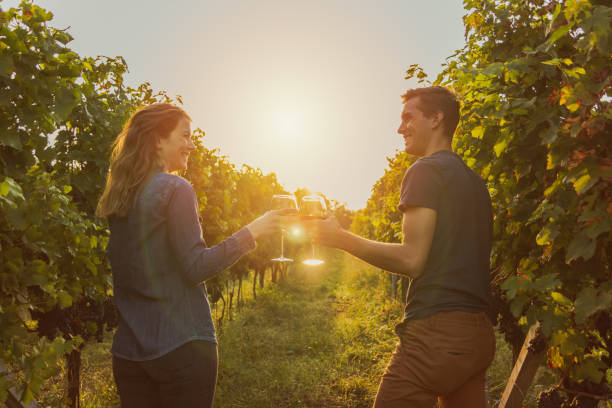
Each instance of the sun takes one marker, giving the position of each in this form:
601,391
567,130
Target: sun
288,122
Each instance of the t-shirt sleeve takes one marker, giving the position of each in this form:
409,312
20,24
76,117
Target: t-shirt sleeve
421,186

################

Reescala el listado de arriba: copia todas sus líneas menos las de imagen y multiplica por 1,3 solo las coordenadas que van justo debajo de cada línea «Target». Redondea al entero más cercano y, si queda en la mitad, redondea hacia arriba.

● Respuesta
Each instance of the sun takes one marker, giving the position of each in this form:
601,391
567,130
Target: sun
374,159
Each instance of the t-shirt sleeve takes one marker, giving the position of each in this form:
409,312
20,24
76,117
Target: t-shirt sleeve
547,242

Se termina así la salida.